▶ _Exercise aim_: Which lines in the material below contain the string "blue"? Find and copy every one of them, matching uppercase and lowercase exactly.

▶ _Given records_:
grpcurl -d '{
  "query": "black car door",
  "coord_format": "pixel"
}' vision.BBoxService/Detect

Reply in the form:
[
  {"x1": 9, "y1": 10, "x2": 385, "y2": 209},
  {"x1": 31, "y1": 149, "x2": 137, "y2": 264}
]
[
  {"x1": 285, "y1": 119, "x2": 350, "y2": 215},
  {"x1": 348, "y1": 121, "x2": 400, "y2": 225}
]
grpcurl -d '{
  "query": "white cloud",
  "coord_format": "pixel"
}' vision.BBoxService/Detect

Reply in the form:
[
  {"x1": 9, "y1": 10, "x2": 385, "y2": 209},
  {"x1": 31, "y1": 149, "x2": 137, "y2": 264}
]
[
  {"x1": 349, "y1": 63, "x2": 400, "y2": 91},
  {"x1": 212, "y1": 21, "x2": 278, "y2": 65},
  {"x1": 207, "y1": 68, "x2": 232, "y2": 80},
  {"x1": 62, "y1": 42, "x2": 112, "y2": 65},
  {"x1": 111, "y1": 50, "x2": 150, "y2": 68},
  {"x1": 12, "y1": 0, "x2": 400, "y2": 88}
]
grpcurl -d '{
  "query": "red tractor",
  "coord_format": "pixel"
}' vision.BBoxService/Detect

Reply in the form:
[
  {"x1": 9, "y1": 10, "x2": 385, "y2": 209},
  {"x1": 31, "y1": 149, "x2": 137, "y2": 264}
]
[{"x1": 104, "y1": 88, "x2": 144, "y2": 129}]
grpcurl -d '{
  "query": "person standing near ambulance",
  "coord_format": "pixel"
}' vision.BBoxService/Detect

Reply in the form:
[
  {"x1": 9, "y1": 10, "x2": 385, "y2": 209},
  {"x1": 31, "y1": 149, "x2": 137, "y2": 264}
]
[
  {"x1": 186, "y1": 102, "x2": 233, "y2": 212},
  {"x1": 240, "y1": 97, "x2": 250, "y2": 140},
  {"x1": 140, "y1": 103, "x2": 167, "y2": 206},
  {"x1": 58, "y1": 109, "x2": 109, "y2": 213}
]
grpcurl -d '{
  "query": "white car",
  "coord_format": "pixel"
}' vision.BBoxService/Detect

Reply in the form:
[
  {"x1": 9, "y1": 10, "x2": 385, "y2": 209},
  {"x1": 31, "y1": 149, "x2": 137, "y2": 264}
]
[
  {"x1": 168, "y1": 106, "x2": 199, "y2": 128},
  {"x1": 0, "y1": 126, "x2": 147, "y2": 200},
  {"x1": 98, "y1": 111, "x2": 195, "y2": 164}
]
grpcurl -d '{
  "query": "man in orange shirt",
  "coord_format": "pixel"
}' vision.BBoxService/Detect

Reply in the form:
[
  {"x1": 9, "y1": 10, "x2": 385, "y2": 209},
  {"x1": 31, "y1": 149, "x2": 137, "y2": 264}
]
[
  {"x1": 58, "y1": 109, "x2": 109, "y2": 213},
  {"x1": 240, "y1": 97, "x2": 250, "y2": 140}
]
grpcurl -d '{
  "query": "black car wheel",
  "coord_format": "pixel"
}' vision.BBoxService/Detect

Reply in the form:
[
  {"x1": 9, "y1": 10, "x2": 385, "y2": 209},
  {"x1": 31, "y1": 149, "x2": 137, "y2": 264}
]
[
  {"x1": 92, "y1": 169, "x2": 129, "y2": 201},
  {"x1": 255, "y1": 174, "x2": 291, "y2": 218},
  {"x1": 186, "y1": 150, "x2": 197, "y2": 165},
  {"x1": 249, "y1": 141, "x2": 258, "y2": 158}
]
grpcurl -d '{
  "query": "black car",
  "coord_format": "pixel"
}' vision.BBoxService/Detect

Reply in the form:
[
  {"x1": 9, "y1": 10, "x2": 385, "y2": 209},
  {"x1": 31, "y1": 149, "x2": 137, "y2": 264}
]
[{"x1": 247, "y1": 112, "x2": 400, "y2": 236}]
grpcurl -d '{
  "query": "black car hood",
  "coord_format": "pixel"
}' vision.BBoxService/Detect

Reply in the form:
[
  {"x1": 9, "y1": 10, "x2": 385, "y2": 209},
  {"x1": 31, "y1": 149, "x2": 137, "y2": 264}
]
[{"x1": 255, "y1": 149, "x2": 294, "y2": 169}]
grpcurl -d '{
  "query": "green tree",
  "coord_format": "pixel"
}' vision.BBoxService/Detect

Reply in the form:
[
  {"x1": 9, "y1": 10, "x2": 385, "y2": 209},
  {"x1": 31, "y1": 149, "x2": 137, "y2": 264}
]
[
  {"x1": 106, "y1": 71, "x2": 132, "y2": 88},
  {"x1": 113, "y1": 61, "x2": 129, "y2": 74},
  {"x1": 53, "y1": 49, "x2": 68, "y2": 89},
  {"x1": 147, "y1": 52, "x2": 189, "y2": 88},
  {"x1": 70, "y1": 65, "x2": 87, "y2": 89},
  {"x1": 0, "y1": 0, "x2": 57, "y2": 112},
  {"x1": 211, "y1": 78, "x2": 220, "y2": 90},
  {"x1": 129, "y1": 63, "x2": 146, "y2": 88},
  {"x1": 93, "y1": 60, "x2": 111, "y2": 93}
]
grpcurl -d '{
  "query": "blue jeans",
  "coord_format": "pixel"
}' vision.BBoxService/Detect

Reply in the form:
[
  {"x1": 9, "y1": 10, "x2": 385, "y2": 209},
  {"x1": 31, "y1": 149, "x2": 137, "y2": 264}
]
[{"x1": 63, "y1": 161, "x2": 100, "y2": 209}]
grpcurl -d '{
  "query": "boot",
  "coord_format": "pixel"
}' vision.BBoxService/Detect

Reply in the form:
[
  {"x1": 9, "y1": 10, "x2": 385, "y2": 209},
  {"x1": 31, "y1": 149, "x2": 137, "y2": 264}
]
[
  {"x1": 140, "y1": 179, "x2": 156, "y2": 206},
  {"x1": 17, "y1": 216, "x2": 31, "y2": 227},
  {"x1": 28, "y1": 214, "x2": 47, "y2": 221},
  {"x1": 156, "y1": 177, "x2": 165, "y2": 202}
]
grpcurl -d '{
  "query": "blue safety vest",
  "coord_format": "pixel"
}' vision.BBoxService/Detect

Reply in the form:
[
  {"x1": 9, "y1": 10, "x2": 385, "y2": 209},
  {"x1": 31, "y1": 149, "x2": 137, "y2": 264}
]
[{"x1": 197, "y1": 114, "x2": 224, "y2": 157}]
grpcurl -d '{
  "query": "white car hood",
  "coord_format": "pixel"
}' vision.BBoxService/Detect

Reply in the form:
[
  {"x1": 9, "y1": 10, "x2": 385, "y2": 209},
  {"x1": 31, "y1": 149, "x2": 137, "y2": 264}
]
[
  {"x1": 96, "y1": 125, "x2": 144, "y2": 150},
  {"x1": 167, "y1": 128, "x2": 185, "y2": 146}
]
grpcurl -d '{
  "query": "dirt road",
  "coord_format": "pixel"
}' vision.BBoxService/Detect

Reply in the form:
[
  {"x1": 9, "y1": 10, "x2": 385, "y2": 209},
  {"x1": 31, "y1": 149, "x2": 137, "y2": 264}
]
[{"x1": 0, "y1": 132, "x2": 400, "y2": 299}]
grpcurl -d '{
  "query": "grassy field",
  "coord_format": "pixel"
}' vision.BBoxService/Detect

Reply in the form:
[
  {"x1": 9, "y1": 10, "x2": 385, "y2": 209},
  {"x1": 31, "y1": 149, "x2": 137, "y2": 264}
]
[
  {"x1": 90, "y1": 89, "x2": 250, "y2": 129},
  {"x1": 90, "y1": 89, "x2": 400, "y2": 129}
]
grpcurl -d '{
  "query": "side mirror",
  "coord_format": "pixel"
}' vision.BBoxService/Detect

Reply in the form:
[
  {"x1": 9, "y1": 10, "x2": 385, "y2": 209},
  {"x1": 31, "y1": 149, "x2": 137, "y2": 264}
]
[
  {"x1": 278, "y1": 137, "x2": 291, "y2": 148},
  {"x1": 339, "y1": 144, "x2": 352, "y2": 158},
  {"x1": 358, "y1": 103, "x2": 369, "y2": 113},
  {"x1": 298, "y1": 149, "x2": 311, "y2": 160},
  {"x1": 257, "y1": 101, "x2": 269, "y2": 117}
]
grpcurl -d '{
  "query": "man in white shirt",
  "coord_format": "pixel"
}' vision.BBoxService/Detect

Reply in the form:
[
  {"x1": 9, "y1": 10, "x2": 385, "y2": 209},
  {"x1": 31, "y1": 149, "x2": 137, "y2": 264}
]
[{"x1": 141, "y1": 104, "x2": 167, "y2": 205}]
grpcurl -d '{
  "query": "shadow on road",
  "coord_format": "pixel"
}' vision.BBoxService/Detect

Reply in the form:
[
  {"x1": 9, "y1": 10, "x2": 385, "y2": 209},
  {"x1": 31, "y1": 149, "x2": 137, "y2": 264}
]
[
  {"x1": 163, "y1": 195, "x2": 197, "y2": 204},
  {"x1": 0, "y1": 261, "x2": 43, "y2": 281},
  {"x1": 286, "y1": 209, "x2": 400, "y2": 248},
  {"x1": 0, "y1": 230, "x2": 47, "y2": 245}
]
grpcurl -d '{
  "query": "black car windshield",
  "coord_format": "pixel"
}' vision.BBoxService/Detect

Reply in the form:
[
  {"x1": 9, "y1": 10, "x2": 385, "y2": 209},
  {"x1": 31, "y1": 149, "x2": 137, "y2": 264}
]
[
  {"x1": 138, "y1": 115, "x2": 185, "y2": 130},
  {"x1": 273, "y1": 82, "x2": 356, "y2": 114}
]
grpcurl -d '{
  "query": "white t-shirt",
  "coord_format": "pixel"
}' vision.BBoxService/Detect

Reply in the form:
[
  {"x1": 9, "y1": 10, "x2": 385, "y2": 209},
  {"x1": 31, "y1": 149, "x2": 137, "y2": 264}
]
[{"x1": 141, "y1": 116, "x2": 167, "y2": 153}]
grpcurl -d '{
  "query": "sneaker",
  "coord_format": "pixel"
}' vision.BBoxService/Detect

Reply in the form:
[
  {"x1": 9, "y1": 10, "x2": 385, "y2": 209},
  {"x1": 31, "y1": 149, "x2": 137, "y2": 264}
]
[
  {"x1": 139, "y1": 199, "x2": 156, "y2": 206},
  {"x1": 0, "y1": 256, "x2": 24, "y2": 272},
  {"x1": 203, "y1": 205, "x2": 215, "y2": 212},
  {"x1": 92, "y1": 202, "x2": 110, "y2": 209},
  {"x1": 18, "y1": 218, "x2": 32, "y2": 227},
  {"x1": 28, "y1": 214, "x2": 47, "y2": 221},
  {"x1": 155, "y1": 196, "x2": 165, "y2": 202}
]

▶ _Reply_:
  "query": "blue jeans",
  "query": "blue safety vest",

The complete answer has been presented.